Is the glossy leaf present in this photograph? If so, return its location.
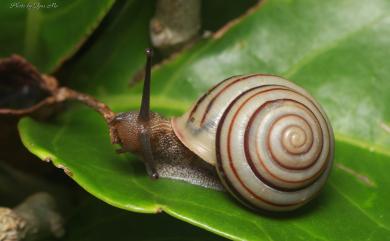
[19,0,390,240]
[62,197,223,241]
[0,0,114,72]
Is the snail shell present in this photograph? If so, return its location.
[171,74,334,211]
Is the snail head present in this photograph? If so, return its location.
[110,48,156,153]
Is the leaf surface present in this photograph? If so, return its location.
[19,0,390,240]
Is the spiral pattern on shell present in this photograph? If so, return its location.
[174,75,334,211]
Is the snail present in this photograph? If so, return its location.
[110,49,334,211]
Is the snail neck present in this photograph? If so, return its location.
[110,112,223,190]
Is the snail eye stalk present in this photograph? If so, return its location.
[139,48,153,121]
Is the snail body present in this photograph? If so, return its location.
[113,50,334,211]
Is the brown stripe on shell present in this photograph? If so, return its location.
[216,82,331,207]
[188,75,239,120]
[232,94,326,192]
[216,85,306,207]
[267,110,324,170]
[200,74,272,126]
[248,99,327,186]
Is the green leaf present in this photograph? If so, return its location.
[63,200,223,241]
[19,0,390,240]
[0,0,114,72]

□ □ □ □ □

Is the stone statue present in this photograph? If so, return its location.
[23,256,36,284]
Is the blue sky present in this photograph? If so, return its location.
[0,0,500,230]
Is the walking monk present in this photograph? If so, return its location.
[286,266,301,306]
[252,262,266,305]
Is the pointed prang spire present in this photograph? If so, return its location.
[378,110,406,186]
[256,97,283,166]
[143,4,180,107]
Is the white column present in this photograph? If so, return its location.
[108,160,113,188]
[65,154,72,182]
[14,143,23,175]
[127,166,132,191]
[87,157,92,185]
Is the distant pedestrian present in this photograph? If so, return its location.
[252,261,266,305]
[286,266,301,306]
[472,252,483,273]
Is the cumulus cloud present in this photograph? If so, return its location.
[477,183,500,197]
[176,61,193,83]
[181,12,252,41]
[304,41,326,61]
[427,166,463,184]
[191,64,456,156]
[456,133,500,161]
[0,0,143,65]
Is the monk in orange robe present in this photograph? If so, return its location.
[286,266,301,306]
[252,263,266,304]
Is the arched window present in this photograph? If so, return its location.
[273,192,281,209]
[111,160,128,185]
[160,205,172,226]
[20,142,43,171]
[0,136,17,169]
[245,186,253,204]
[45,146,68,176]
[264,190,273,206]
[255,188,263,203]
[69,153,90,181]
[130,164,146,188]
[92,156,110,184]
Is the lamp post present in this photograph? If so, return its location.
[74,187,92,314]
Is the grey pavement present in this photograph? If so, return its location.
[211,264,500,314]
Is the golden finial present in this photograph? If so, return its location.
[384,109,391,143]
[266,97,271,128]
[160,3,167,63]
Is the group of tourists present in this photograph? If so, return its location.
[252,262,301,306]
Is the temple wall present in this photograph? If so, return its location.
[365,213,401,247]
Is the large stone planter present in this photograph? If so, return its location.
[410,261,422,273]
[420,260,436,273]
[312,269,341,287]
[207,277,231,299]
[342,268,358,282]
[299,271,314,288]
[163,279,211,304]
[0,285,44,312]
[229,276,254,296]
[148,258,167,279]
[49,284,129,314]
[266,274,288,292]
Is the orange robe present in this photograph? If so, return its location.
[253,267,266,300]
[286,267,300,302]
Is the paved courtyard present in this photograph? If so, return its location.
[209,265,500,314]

□ □ □ □ □

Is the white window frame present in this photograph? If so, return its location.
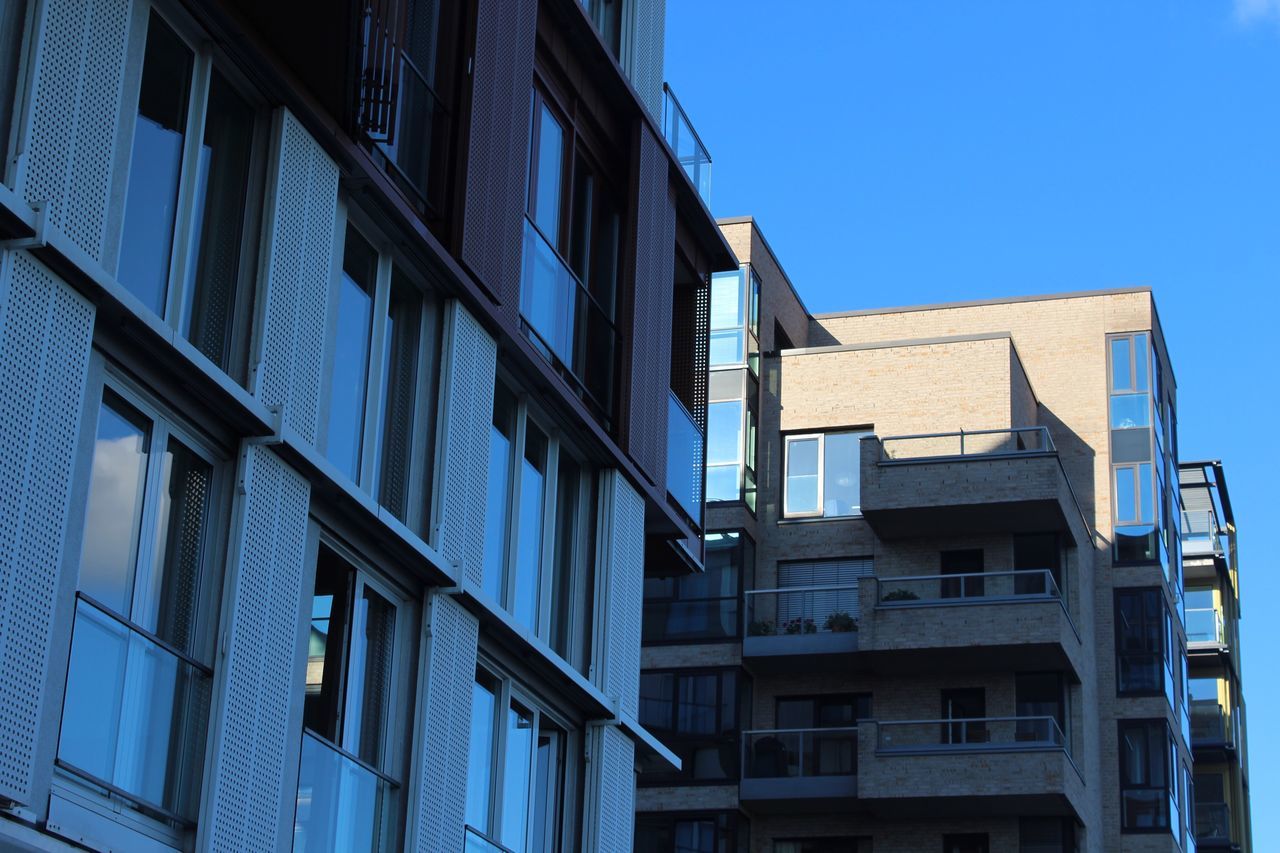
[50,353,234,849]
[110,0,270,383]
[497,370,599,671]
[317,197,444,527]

□ □ □ □ □

» **Stated task**: How many lines of the records above contain the string "white"? Case counts, so reply with the number alone.

» **Complete answer**: 2